Aim of the task: Leave out the pictures and copy everything else in the records exactly.

Information shown:
++++++++
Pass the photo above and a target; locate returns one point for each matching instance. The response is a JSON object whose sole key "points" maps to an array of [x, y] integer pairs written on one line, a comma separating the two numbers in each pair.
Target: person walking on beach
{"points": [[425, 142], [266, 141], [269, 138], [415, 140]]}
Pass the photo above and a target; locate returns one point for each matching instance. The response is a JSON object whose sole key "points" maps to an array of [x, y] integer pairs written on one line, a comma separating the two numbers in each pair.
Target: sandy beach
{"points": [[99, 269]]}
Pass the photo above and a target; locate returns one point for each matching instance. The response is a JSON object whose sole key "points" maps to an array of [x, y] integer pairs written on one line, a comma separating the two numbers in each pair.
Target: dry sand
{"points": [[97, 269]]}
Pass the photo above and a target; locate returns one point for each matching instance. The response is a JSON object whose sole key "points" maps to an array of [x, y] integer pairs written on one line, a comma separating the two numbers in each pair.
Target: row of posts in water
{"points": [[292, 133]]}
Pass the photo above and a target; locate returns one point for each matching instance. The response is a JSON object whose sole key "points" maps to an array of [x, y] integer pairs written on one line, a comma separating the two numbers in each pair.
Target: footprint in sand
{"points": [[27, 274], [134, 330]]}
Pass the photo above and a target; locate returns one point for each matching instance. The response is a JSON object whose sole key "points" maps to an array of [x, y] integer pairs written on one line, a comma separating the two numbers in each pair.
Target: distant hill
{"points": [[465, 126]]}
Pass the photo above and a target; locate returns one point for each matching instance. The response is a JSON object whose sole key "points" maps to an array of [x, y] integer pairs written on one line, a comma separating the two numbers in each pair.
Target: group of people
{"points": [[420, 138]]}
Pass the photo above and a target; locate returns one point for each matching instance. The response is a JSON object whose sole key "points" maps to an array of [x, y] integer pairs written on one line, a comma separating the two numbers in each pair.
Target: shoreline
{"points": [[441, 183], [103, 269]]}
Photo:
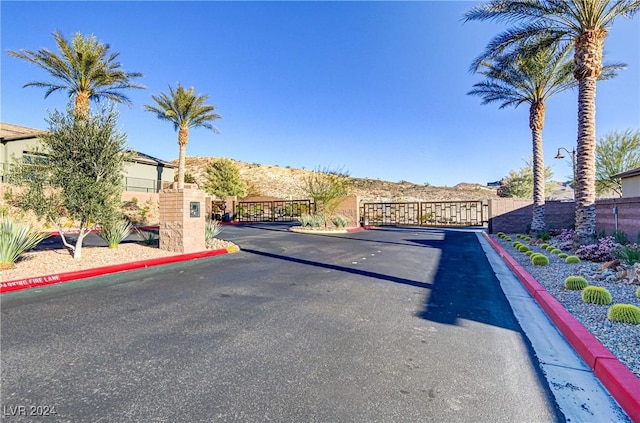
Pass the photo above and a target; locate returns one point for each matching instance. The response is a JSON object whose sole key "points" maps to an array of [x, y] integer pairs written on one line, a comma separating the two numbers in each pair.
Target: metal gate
{"points": [[272, 211], [437, 213]]}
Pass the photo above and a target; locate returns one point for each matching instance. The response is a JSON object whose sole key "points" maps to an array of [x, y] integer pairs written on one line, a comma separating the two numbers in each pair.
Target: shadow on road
{"points": [[366, 273]]}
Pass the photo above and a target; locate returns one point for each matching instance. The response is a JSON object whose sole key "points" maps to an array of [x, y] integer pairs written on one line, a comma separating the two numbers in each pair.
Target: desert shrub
{"points": [[543, 236], [211, 230], [540, 260], [620, 237], [115, 232], [596, 295], [600, 252], [15, 240], [628, 254], [312, 220], [340, 221], [624, 313], [575, 283]]}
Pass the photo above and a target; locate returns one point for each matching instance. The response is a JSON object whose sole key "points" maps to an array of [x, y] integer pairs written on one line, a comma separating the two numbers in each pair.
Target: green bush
{"points": [[312, 220], [115, 232], [628, 254], [211, 230], [575, 283], [624, 313], [340, 221], [596, 295], [540, 260], [15, 240]]}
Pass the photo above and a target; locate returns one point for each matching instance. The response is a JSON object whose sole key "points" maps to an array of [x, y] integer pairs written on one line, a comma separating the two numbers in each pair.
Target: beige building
{"points": [[142, 174], [630, 182]]}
++++++++
Solution to the exercise:
Pass the photo above and a target; locate returns one point for each matching instance. The response is a JSON object whose sole key "points" maps to an array of [x, y] integer pairs written on one line, a comma separating the two numbers in each pair.
Target: person walking on beach
{"points": [[425, 142], [266, 141], [269, 138], [415, 140]]}
Pass the photo above and a target; locate returns one point for each matching instance. The response is a JSON object whose sole key "points" maps to an array of [x, y] integer pairs written on one line, a comma separating the two numbers in each pair.
Target: sandy beach
{"points": [[99, 269]]}
Pass the photo above and a target; locate returns one point for each matching instance. The response is a JSON object whose sole key "points" maps to an array of [x, y] integer pairs written on one line, a comma separating the two numbers in each pair.
Target: dry sand
{"points": [[97, 269]]}
Pass the photo above and a target; locate returns one point for each matching instance. The response is a JSON object whose sole key "points" maps to an array of [x, y] integer pairs written on one line, a comma separating the two numbers in each pair.
Target: row of posts in water
{"points": [[292, 133]]}
Pass the photo above and a target; locate returns one point for each matching instance. The response is a JSON object whose sole key "points" maps to an array of [x, y] integer pairs written on one line, a comma separating the two numbers in each pair.
Target: footprint in sand
{"points": [[27, 274], [134, 330]]}
Pass the photo above and a target; locate returns one point for each matching instance. The response is a JSON object whose sole key "points" maps to an array of [x, y] integer pairs written on one line, a comma separating the two numbers in each pair.
Target: distant hill
{"points": [[465, 126]]}
Pass the photo above and a target; locate returns one point for each matching instance. The response is a JSON object whose sole key "points" maps to an array of [x, y] integer pairs written on one line, a comma separating the two numbers in each pair.
Target: group of people
{"points": [[420, 138]]}
Pass the photo above and a target; locate returns one point for each matching instance. The response is a JSON object whose sole key "points" maps to an array of [x, y] integer pairs written on one line, a comma separating the two numbers in each pair.
Target: shoreline
{"points": [[441, 183], [103, 269]]}
Photo:
Pass the photo above and a target; locate returns one point for each matching instance. The response is a JSON object whose sole key "points" maps to an array of [x, y] integer pairs written on one line, a comma separating the two numbers in each pair.
Target: metal gate
{"points": [[272, 211], [437, 213]]}
Pass the photo above and a target; locate returns one point for each matching instance. The response is a JSON object whose sole key "points" maps to an array of [x, y] integer pairs written on one line, a comma separating the two numbers in each pair.
Target: shadow on road
{"points": [[366, 273]]}
Pass the photo above and a target; locate returns one point for each matching instance. The response is a JSON object whose sole key "points" maps to an array of [x, y] integer pairs written on one line, a comma separating the two numbers in each pair.
Target: desert shrub
{"points": [[543, 236], [211, 230], [540, 260], [620, 237], [115, 232], [596, 295], [600, 252], [15, 240], [628, 254], [312, 220], [340, 221], [624, 313], [575, 283]]}
Pass the photo above and a target; locate returns one point for each matching instance. The response is a JSON object whose sole key "points" maps to an array of [x, y] integer pairs written on one line, a comma separating the two numbers in each pair.
Target: green bush
{"points": [[312, 220], [115, 232], [628, 254], [211, 230], [575, 283], [624, 313], [340, 221], [596, 295], [540, 260], [15, 240]]}
Pass the photo above and a target; locate returns one point for each matching instance. The response is a JSON object whose sole key "points" maps to an array of [x, y] integer pairs written on one line, a comma separating the two numbers in each pair.
Target: beige building
{"points": [[142, 174], [630, 182]]}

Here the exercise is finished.